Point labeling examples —

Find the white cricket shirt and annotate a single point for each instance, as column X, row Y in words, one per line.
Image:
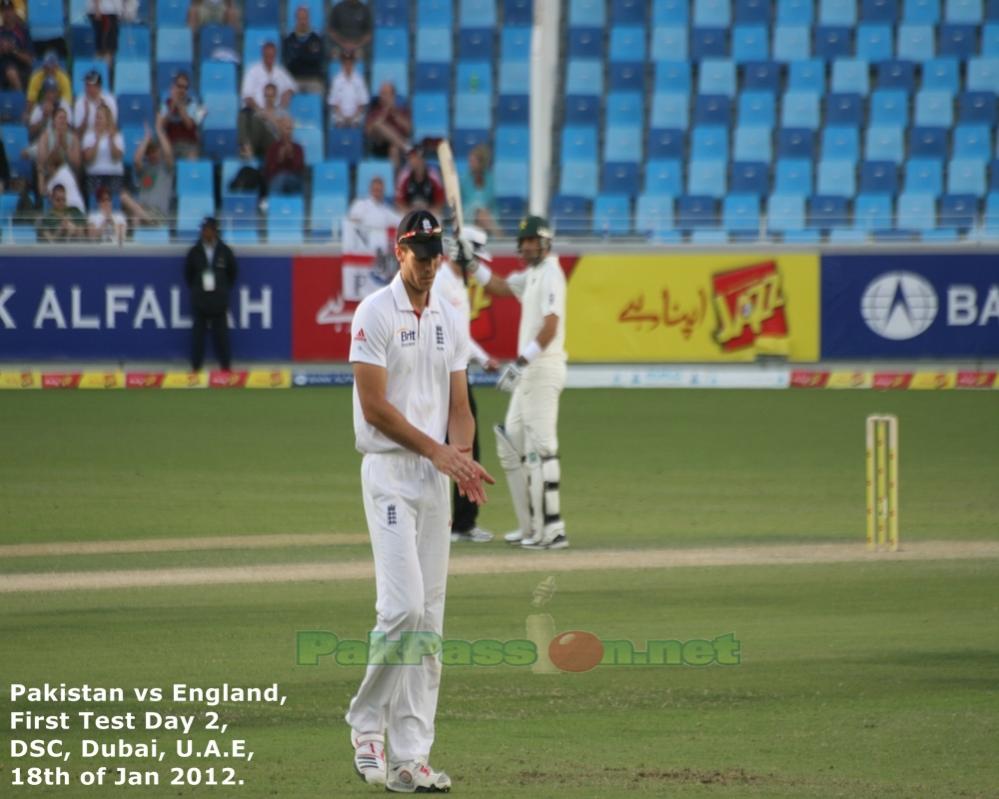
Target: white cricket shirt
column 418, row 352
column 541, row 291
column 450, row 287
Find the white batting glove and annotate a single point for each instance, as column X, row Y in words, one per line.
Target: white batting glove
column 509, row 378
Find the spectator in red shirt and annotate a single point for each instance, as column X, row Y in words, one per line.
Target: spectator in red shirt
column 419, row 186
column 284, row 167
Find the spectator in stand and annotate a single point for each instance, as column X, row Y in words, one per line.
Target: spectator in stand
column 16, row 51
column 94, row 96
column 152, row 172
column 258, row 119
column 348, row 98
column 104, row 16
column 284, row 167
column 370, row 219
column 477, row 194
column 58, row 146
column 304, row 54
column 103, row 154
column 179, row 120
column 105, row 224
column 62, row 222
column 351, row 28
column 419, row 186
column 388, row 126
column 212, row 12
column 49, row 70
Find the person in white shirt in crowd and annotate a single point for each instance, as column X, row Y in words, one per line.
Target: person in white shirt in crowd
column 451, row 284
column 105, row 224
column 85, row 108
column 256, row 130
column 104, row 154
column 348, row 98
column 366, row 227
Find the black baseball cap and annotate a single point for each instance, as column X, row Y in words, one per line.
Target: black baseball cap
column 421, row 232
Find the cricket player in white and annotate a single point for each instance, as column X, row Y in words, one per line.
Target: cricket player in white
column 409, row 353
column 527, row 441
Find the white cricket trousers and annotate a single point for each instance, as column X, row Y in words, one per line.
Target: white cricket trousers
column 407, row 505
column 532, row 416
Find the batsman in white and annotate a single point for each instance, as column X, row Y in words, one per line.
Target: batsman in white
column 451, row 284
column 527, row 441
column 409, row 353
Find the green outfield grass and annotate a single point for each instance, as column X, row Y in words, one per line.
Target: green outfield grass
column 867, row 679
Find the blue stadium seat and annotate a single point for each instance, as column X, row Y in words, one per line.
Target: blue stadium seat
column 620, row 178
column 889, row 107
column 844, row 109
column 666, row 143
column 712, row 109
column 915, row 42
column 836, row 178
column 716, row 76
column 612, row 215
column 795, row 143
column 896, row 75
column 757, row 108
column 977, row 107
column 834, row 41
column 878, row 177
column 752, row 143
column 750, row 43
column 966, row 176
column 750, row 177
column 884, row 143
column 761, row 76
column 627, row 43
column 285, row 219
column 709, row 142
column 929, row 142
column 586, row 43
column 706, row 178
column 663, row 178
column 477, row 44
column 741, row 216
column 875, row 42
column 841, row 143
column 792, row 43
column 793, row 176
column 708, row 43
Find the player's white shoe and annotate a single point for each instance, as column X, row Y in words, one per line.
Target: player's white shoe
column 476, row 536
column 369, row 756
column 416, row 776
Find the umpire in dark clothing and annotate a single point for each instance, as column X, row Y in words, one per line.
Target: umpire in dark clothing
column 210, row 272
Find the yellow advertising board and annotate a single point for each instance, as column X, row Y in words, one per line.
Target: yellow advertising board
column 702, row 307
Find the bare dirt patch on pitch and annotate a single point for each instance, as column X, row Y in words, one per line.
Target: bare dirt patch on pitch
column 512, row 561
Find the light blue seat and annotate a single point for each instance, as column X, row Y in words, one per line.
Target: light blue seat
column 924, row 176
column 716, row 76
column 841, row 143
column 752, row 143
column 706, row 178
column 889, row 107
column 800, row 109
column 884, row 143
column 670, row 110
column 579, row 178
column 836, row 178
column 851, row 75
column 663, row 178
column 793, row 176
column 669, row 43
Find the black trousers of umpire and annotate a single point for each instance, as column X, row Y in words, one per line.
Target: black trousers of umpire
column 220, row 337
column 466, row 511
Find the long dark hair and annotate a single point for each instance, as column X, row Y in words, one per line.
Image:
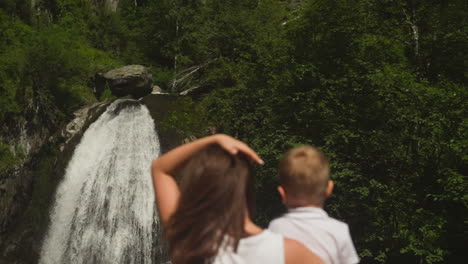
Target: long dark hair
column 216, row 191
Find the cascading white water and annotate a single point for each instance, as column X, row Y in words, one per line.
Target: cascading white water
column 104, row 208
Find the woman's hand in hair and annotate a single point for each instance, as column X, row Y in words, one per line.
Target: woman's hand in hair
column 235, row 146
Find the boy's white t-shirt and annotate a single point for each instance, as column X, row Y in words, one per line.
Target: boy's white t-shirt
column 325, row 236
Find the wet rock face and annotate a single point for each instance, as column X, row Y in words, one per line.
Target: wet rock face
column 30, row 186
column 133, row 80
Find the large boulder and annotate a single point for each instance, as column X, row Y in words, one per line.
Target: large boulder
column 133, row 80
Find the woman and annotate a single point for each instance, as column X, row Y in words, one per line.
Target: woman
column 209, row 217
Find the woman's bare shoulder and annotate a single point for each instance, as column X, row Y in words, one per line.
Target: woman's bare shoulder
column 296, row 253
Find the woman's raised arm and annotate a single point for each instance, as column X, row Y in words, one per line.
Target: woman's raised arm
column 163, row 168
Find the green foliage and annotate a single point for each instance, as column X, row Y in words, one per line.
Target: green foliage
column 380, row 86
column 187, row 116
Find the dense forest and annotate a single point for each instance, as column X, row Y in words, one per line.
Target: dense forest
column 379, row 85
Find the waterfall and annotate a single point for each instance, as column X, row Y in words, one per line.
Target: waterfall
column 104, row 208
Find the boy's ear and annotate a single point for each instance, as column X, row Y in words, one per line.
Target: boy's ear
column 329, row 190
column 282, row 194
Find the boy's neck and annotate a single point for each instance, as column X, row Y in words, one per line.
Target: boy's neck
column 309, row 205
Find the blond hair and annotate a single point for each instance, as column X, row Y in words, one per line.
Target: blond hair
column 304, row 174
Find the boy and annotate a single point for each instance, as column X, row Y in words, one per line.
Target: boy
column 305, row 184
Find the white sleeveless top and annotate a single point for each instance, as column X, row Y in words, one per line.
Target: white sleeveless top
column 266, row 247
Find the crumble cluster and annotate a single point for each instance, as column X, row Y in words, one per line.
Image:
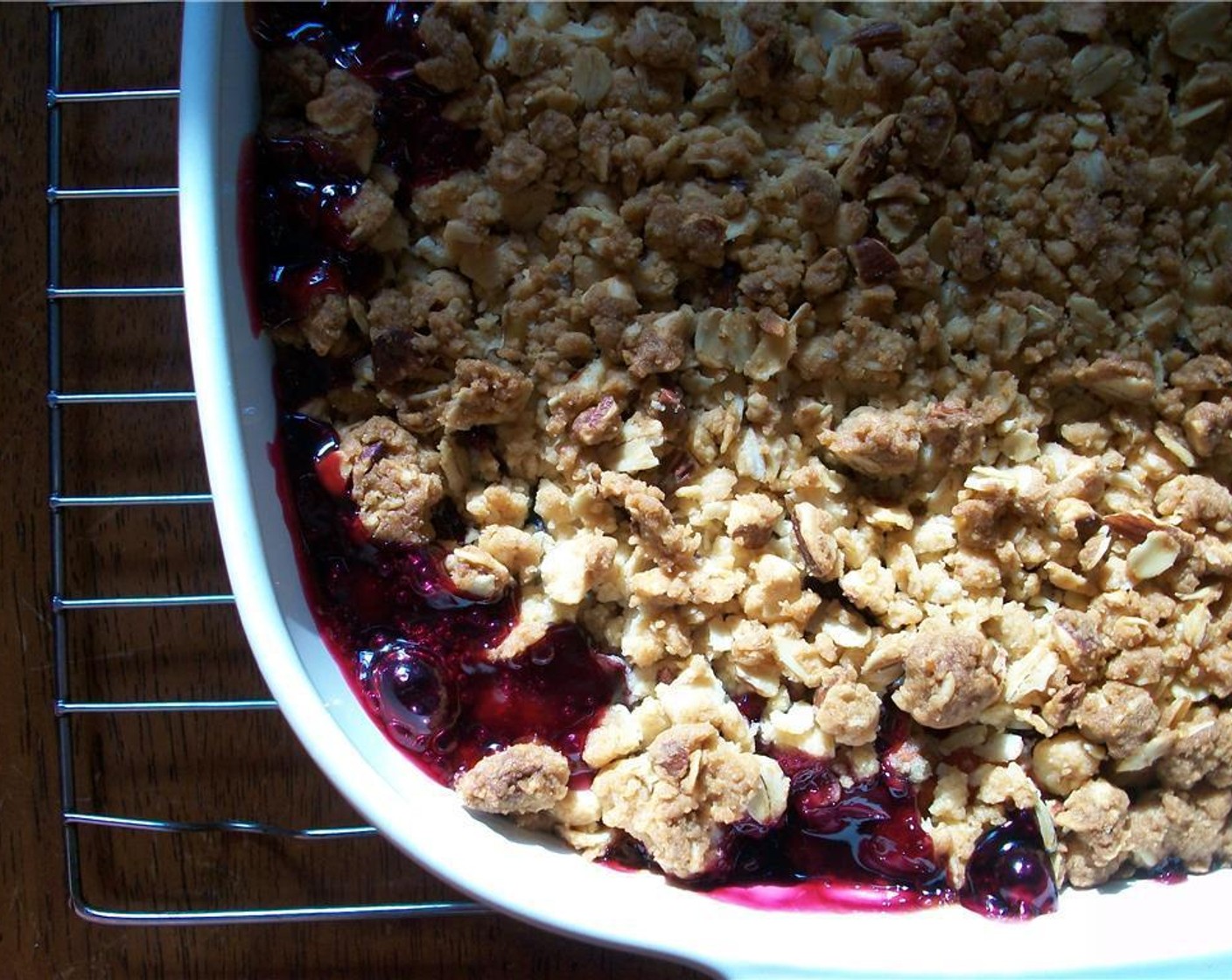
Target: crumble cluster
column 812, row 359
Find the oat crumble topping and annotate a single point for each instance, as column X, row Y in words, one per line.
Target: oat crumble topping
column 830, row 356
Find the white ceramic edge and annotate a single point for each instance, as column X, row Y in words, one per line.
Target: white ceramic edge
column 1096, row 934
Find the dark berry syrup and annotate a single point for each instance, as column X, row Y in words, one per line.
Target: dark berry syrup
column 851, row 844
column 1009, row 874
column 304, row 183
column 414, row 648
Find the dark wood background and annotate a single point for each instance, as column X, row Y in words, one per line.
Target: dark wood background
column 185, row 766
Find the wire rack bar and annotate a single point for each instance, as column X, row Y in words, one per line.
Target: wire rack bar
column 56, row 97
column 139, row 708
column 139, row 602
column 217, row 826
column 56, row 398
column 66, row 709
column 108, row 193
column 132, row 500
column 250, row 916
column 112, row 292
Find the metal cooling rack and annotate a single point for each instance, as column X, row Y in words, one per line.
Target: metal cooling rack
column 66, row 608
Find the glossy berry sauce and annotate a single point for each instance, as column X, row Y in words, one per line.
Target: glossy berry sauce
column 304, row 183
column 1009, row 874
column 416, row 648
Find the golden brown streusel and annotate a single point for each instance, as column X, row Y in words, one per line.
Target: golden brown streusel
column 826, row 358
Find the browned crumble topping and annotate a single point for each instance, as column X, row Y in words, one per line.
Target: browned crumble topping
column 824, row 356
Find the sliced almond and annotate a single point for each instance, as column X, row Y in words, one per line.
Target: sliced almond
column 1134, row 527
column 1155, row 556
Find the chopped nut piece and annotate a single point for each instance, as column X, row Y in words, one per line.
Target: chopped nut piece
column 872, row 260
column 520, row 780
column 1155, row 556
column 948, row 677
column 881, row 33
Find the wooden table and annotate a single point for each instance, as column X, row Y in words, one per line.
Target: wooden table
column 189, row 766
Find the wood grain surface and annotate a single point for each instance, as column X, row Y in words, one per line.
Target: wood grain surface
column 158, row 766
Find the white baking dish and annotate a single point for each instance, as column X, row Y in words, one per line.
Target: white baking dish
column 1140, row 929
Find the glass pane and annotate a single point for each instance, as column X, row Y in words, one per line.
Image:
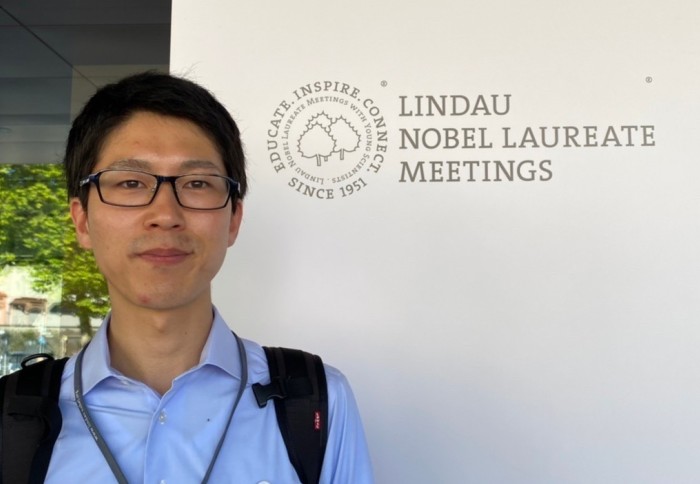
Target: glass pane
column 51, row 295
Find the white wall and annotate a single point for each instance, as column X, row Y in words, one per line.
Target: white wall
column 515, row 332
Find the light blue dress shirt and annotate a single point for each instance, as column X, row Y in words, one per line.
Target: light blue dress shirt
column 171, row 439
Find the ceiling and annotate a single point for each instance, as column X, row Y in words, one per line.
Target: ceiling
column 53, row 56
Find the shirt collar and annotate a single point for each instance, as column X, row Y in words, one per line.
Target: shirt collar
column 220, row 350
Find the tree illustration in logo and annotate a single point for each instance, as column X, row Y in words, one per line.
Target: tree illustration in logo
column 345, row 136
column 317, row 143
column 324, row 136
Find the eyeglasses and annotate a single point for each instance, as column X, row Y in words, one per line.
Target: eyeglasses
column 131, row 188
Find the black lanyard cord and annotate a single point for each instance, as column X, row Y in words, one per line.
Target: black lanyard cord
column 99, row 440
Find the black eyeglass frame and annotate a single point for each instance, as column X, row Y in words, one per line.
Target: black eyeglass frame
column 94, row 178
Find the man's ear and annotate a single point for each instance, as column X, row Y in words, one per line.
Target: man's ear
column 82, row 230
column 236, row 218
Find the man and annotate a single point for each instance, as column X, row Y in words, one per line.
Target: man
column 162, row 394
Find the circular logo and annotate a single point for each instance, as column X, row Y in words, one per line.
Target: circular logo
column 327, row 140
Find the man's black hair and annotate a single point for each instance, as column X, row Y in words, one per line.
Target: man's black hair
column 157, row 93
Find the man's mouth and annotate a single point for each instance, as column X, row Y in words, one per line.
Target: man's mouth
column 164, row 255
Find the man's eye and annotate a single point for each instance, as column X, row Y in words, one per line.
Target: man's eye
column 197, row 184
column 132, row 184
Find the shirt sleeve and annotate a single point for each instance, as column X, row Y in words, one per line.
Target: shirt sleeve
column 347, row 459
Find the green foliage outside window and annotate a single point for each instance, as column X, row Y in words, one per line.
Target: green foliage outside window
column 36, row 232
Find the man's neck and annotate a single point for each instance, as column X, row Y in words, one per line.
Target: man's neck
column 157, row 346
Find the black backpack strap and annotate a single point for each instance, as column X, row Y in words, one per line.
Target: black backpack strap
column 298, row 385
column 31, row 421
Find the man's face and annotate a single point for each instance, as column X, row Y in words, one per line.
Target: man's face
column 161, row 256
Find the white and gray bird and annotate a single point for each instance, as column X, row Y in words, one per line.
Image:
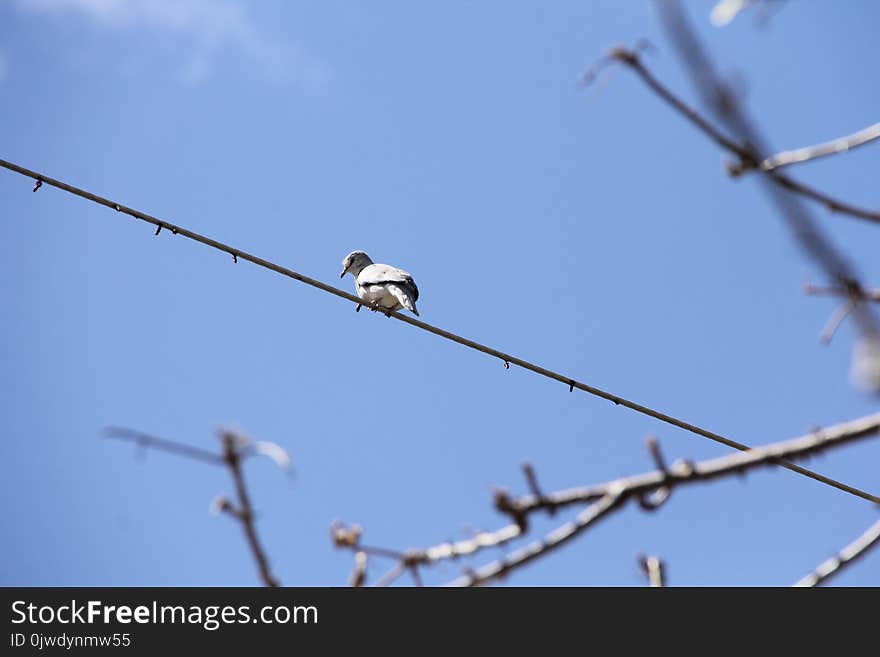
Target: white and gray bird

GIVEN PROBLEM —
Return, unchanged, the lines from the one containing "Find the circular" down to the end of the entries above, inclusive. Images are left out.

EXPECTED OUTPUT —
Find the circular logo and annotate a single point for each instance, as column X, row Y in words, one per line.
Target: circular logo
column 327, row 140
Find the man's black hair and annotate a single point for each instance, as column X, row Y in words, one per line.
Target: man's black hair
column 157, row 93
Find the man's mouth and annotate a single point for each instance, as column X, row Y in words, one per line.
Target: man's mouth
column 164, row 255
Find the man's eye and annotate a single point for each instance, as column X, row Y in words, one per line.
Target: man's eye
column 197, row 184
column 132, row 184
Find the shirt sleeve and annotate a single point for each instance, as column X, row Y in words, one per line.
Target: shirt sleeve
column 347, row 459
Find the green foliage outside window and annotate a single point for each instance, as column X, row Y in words, one per line.
Target: green foliage outside window
column 36, row 232
Find the man's neck and annotate a single point for each instance, as column X, row Y in words, one per line.
Target: man's neck
column 157, row 346
Find the black backpack strap and annotate a single point for each instance, as column X, row Y in words, one per line.
Target: black backpack strap
column 298, row 385
column 31, row 421
Find the man's face and annotate a single point for each instance, as column X, row Y in words, one per line.
Target: man's face
column 161, row 256
Find the white and gray bird and annotate a single point for each instance, as column X, row Y in words, one per line.
Image:
Target: white and gray bird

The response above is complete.